[Start of Supplied material]
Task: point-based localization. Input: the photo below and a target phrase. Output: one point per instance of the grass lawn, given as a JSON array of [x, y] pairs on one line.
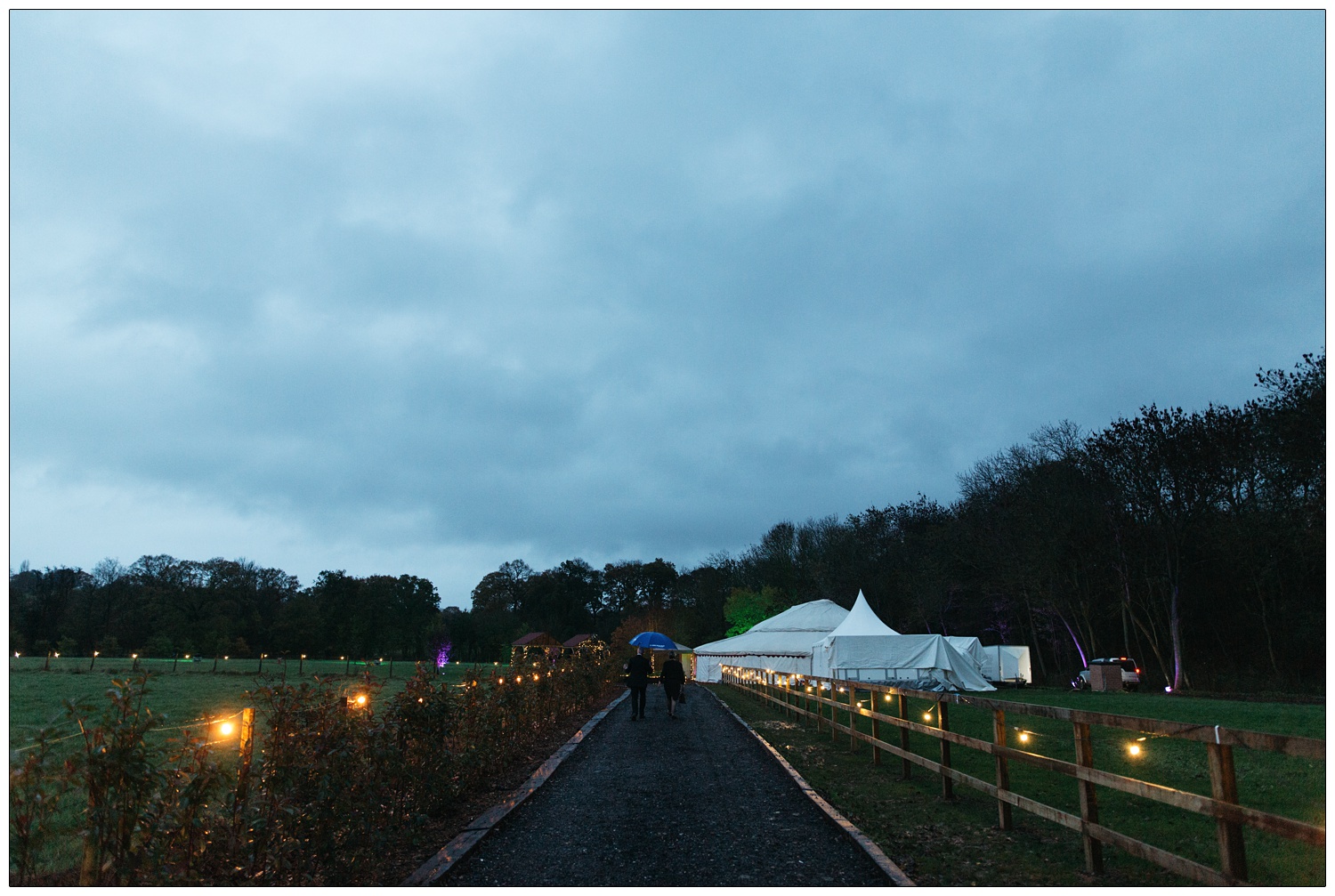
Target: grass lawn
[[189, 695], [958, 842]]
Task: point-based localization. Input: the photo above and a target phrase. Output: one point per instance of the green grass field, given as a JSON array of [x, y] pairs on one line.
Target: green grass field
[[186, 698], [189, 695], [943, 840]]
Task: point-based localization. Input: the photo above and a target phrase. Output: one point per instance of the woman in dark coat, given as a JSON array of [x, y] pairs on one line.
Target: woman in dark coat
[[675, 677]]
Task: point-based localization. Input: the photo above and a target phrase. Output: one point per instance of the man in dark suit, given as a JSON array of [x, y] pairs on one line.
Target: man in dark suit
[[637, 677]]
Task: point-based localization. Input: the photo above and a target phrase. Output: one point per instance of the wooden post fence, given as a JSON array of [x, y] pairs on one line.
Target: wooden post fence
[[1222, 805], [1003, 771]]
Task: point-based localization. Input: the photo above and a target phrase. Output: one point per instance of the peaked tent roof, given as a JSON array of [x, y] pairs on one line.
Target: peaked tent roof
[[862, 621], [790, 634], [816, 616]]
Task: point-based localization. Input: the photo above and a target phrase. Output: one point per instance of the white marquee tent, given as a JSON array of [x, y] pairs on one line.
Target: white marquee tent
[[1008, 663], [825, 640], [972, 650], [865, 650], [781, 642]]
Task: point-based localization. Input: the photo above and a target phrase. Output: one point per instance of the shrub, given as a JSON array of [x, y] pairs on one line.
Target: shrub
[[330, 784]]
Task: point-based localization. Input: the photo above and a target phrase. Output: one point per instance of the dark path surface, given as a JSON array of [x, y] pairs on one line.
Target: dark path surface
[[693, 802]]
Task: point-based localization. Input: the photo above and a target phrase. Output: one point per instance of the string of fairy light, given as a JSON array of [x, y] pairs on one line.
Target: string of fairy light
[[226, 725], [1135, 748]]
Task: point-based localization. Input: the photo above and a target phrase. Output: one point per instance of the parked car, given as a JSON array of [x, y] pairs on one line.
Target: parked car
[[1129, 674]]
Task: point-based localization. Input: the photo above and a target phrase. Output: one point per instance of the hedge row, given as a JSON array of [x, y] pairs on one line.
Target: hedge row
[[330, 788]]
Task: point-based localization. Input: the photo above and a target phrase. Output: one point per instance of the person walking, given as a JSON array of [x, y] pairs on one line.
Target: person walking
[[675, 679], [637, 677]]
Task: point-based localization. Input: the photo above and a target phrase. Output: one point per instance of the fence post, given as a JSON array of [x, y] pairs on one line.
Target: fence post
[[1003, 770], [904, 736], [1088, 800], [944, 717], [1223, 787], [852, 717], [876, 732]]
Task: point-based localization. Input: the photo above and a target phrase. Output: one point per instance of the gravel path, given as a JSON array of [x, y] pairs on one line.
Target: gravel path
[[693, 802]]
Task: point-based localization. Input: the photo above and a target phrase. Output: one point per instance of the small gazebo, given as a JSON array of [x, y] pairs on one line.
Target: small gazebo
[[534, 642]]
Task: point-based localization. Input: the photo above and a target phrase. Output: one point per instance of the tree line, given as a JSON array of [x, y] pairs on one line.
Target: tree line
[[163, 607], [1191, 541]]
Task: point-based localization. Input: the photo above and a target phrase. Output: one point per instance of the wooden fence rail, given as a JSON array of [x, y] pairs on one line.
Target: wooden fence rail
[[801, 696]]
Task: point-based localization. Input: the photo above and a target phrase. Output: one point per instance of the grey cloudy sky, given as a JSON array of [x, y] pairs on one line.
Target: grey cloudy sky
[[425, 293]]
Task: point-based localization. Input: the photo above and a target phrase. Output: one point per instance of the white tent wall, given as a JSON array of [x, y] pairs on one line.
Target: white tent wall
[[781, 642], [1008, 663], [972, 650], [896, 658]]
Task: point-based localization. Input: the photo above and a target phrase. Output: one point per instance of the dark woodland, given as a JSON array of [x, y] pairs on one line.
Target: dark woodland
[[1191, 541]]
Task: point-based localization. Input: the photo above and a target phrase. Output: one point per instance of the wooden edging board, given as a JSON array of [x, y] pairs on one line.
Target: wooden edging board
[[441, 863], [883, 861]]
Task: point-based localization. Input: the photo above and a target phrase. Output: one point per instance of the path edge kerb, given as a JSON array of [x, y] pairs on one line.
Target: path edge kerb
[[875, 853], [440, 864]]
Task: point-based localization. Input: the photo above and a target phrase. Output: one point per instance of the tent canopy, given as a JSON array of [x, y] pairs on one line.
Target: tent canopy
[[862, 621], [781, 642], [865, 650]]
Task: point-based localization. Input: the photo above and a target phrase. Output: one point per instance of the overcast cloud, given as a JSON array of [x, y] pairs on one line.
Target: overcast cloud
[[424, 293]]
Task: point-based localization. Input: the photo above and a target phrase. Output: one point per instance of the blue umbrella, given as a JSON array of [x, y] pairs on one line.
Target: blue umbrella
[[653, 640]]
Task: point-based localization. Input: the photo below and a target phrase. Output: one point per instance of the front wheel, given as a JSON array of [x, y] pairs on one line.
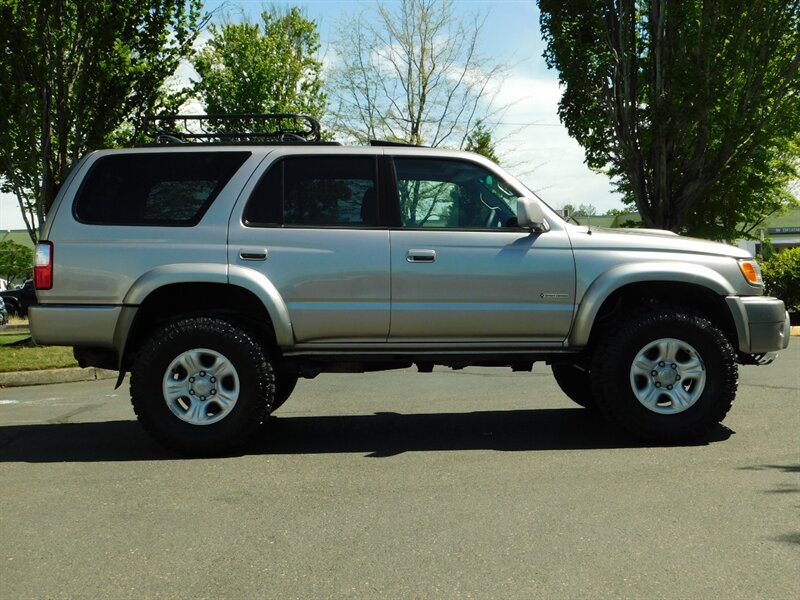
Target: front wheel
[[666, 376], [201, 385]]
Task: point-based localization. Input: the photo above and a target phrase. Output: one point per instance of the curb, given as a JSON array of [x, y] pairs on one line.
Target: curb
[[48, 376]]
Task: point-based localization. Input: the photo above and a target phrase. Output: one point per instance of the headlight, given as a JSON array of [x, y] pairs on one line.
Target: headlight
[[751, 272]]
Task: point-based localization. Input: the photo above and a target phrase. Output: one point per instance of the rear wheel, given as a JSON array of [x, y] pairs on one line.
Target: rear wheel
[[576, 383], [666, 376], [201, 385]]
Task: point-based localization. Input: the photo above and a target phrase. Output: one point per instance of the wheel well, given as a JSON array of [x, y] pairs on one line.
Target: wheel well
[[182, 300], [696, 297]]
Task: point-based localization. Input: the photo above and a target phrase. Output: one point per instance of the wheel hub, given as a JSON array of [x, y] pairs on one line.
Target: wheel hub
[[201, 386], [665, 375], [668, 376]]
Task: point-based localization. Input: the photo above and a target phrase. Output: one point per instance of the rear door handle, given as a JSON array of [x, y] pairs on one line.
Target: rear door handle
[[253, 253], [421, 256]]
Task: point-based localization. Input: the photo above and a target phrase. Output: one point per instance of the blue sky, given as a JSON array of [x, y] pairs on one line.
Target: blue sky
[[541, 153]]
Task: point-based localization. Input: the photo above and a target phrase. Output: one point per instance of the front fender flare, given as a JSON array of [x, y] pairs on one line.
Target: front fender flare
[[645, 272]]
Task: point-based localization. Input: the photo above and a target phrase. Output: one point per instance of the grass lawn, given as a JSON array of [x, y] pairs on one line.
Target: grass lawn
[[32, 358]]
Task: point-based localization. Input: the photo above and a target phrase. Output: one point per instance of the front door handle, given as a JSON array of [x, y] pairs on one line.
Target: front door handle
[[253, 253], [415, 256]]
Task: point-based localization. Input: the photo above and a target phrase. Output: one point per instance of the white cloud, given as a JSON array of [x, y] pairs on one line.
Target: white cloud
[[535, 147]]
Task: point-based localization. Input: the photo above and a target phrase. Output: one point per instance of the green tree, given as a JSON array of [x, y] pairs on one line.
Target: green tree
[[410, 72], [16, 262], [691, 107], [480, 142], [249, 68], [74, 71]]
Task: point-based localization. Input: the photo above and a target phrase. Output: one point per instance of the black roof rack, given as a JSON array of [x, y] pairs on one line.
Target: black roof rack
[[233, 129], [388, 143]]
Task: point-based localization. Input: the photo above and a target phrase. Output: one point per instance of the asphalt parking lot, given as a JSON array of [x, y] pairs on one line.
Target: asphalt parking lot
[[472, 484]]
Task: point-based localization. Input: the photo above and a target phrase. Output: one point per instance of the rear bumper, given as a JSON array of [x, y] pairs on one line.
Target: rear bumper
[[762, 324], [65, 325]]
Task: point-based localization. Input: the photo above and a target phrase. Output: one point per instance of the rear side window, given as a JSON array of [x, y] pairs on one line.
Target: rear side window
[[316, 191], [169, 188]]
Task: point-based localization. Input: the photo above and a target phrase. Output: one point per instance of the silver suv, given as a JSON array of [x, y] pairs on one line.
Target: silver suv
[[220, 273]]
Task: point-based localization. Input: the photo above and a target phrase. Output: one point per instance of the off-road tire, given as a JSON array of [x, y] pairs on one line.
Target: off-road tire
[[705, 368], [576, 383], [243, 364]]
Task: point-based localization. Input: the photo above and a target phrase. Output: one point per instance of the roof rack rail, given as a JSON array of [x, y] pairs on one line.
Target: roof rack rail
[[232, 128], [389, 143]]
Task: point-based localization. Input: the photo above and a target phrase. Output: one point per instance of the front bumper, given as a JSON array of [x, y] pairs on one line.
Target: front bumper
[[762, 325]]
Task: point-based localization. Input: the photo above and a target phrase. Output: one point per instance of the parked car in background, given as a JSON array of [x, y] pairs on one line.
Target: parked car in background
[[18, 300]]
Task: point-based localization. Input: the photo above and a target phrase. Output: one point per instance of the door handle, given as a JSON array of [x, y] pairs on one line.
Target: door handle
[[253, 253], [415, 256]]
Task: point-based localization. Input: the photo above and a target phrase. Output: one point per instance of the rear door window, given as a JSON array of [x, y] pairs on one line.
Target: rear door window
[[169, 188], [316, 191]]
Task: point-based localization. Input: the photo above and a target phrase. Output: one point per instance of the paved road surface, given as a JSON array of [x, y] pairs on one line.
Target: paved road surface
[[471, 484]]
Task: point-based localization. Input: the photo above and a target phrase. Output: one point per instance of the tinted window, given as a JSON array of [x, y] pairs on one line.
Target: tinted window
[[316, 191], [447, 193], [170, 188]]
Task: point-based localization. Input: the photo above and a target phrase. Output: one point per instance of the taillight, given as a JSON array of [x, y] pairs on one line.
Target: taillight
[[43, 266]]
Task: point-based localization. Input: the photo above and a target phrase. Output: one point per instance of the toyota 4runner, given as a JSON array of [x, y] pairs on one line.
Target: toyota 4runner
[[219, 273]]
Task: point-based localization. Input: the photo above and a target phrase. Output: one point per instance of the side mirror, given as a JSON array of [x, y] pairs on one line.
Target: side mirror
[[530, 214]]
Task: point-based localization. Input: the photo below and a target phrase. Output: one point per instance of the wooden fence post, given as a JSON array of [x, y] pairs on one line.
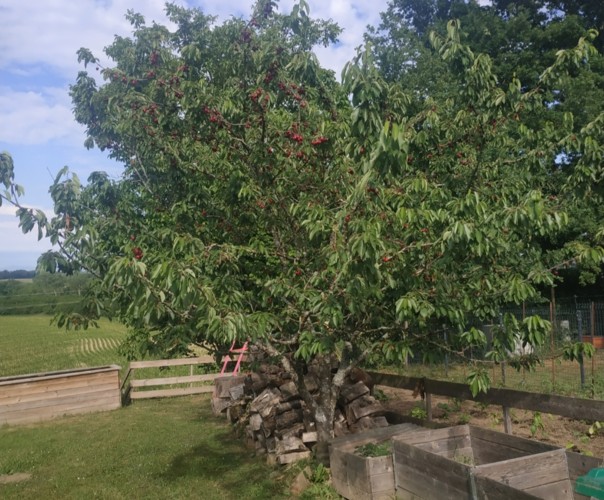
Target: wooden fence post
[[507, 420]]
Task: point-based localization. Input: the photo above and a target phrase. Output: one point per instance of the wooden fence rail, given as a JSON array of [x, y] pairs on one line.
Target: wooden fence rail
[[575, 408], [42, 396], [129, 386]]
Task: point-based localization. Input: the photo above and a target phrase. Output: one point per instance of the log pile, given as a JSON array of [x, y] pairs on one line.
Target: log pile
[[267, 406]]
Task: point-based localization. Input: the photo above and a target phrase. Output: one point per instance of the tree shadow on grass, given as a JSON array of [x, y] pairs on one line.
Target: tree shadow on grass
[[223, 457]]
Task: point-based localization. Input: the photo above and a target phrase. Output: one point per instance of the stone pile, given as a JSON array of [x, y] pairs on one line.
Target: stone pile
[[267, 406]]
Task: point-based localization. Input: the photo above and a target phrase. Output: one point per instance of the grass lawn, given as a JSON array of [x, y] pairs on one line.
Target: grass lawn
[[29, 344], [166, 448]]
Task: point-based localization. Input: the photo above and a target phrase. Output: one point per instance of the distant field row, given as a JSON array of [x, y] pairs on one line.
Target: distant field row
[[29, 344]]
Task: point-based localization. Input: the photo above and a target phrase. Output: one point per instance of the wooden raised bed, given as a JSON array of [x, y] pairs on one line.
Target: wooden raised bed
[[43, 396], [549, 475], [364, 478], [441, 461]]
[End of Supplied material]
Exercise task:
Reproduce verbatim the lines of the records from the line containing "rear bumper, given" through the line containing "[[220, 273]]", including both of those lines.

Finished exercise:
Task: point-based localization. Input: the photo above and a target phrase. Output: one point per instance of the rear bumper, given as a JSON array of [x, y] pairs on one line.
Target: rear bumper
[[762, 324], [65, 325]]
Task: point-based localization. Input: the photo above and a target phrase. Output: one point per instance of the rear side window, given as a JSON array of [x, y] pairs on one line.
Target: rear side window
[[316, 191], [169, 188]]
Task: point-based localization. Input: the photo above and a target phrase. Output: one point per instance of the silver suv, given as a JSON array of [x, y] pairs on one line.
Target: silver suv
[[220, 273]]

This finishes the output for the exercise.